### Fragment dokumentu
W środę, 20 listopada przedstawiciele ćmielowskiego samorządu, zarząd Wód Polskich i mieszkańcy gminy Ćmielów spotkali się ponownie nad rzeką Ćmielówką, która w lipcu tego roku zalała mieszkańców Ćmielowa, Grójca i Brzóstowej.
Konferencja, którą zwołała radna Sejmiku Województwa Świętokrzyskiego Jolanta Madioury dotyczyła zakończonej inwestycji oczyszczania 7,5-kilometrowego odcinka koryta rzeki. – Inwestycja kosztowała 98 tysięcy 204 złote. Zostało udrożnione koryto rzeki, wycięto krzewy, z dna pozbyto się roślinności – mówi Justyna Grosiek, kierownik w sprawach utrzymania zlewni w Radomiu.
Choć koryto rzeki Ćmielówki zostało uporządkowane, to mieszkańców niepokoi kwestia jego corocznego utrzymania. – Mamy tak zwane 'Dobre praktyki utrzymania rzek’. One nakazują, żeby nie wyczyszczać w całości roślinności rzecznej. Chodzi tu o ochronę wyjątkowego ekosystemu. Rzeka Ćmielówka niestety przepływa przez kilka chronionych obszarów i to zatrzymuje nas przed bieżącym oczyszczaniem – dodaje Justyna Grosiek.

### Cel ćwiczenia
Podejmij tekst o oczyszczaniu koryta Ćmielówki i napisz jego dalszy ciąg, zaczynając po ostatnim zdaniu fragmentu.

### Zawartość danych
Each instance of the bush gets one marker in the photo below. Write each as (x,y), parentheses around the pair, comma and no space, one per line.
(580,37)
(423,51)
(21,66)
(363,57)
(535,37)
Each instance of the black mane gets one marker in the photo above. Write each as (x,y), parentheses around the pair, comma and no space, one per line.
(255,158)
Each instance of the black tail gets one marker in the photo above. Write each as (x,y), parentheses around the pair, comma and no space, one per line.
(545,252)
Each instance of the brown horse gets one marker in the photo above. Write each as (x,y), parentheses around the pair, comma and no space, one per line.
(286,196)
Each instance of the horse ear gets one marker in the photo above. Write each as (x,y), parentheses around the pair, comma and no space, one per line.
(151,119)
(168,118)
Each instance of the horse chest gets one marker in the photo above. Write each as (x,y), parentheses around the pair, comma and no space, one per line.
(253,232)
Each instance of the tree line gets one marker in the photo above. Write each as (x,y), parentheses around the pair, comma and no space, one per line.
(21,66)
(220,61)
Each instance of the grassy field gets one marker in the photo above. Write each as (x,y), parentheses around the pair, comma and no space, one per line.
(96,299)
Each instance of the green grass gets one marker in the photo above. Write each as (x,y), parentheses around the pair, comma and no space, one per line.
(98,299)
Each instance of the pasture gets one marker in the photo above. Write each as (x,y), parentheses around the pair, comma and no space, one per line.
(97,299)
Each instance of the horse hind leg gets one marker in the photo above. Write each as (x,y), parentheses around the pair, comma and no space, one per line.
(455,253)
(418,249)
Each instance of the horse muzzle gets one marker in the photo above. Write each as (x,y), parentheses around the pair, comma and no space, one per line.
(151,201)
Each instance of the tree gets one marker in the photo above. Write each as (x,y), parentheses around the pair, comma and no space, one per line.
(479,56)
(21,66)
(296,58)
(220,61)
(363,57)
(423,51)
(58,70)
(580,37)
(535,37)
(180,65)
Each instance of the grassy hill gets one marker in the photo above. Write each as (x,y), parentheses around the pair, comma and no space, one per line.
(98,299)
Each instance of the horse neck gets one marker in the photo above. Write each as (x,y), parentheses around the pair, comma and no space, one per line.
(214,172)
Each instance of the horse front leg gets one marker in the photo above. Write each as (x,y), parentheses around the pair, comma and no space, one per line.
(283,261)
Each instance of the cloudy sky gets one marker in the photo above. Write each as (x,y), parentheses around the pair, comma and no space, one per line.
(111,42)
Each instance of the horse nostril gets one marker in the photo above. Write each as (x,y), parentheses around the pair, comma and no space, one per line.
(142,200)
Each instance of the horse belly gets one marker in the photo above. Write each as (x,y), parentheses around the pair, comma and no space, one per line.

### Ostateczna odpowiedź
Zebrani mieszkańcy zwracali również uwagę przedstawicieli Wód Polskich, że zagraża im nie tylko rzeka. – U nas każda ulewa tworzy podtopienia posesji. Występują one nawet 2-3 razy w roku. Prosimy o pomoc, bo naprawdę jesteśmy bezradni. I tu nie chodzi tylko o Ćmielówkę. W Woli Grójeckiej jest źródełko z którego ciągle wycieka woda. Tam również trzeba się tym problemem zająć – mówi Bożena Moskal, mieszkanka Grójca.
Podczas spotkania dyrektor radomskiej zlewni Paweł Runowski podkreślał, że zarząd Wód Polskich wciąż przygląda się sytuacji gminy Ćmielów. – W tej chwili jesteśmy na etapie rozpoznania tego problemu. Rzeczywiście kompleksowe rozwiązania dla tego terenu byłyby dla państwa zbawienne – mówi. Jednym z takich rozwiązań byłaby budowa polderów zalewowych, czyli suchych zbiorników, które w razie wystąpienia intensywnych opadów przyjmują nadmiar wody. – Dzisiaj chcemy porozmawiać o budowie lub zaprojektowaniu polderów przeciwpowodziowych. Dobrym przykładem tego jest gmina Bodzechów, gdzie takie poldery powstały i ich problem z powodziami został rozwiązany. Mam nadzieję, że dokumentacja dotycząca budowa polderów w Ćmielowie zostanie włączona do projektu budżetu Wód Polskich – mówi burmistrz Ćmielowa, Joanna Suska.
Na budowę polderów mieszkańcy gminy Ćmielów będą musieli jednak poczekać, bo – jak mówił dyrektor zlewni – samo przygotowanie dokumentacji może potrwać nawet 3 lata.